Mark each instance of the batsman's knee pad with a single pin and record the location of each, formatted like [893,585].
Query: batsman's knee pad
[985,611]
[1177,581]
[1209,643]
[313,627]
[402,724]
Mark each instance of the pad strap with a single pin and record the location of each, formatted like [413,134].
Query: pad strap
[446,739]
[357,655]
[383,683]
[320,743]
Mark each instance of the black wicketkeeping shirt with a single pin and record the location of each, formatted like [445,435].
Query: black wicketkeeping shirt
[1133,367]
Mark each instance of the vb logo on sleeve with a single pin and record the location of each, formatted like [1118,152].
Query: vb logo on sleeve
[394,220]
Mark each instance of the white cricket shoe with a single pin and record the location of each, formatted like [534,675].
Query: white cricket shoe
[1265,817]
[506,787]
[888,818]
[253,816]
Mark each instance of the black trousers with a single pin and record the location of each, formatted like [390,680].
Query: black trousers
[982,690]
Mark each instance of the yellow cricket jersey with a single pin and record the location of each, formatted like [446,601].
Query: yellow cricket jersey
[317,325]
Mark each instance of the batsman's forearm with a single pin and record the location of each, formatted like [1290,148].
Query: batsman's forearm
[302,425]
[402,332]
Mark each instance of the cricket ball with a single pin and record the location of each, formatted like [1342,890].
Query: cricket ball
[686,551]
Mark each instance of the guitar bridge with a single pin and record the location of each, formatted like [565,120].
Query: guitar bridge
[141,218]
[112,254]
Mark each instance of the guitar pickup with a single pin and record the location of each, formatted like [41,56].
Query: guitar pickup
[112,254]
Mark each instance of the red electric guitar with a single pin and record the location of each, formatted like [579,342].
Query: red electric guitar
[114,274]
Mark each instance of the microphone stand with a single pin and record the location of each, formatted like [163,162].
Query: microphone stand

* * *

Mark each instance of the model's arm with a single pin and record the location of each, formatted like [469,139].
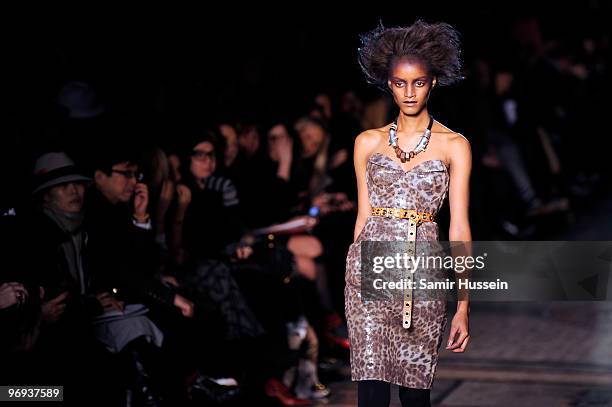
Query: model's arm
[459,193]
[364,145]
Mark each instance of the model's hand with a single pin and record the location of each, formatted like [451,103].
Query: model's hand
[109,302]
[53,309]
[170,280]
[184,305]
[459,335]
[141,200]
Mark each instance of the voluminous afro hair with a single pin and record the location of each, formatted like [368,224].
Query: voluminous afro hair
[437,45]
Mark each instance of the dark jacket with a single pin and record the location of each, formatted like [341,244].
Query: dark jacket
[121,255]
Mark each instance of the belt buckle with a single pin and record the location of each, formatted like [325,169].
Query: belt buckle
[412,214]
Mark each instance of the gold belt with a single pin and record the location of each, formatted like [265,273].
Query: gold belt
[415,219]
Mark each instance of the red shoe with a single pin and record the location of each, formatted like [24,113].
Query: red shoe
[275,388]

--

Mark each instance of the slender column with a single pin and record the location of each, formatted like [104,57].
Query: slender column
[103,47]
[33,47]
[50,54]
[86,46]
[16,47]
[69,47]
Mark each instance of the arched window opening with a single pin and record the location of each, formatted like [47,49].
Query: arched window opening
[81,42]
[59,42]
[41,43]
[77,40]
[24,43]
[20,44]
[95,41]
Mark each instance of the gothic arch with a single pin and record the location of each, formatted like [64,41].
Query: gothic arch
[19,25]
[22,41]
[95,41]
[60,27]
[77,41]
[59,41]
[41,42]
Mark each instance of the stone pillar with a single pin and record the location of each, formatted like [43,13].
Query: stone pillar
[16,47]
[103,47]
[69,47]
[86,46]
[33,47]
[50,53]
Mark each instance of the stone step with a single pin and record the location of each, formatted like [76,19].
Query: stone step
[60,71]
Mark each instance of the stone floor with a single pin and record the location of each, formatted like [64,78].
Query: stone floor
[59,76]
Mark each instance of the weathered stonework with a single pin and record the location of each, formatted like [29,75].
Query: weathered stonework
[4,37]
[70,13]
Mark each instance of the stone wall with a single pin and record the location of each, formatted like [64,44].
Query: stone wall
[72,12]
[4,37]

- [TASK ITEM]: The lines that mention the word "stand" should be pulled from the records above.

- [ANSWER FOR THIS EXERCISE]:
Mark each instance of the microphone stand with a single pin and record the location of each, formatted like [163,162].
Query: microphone stand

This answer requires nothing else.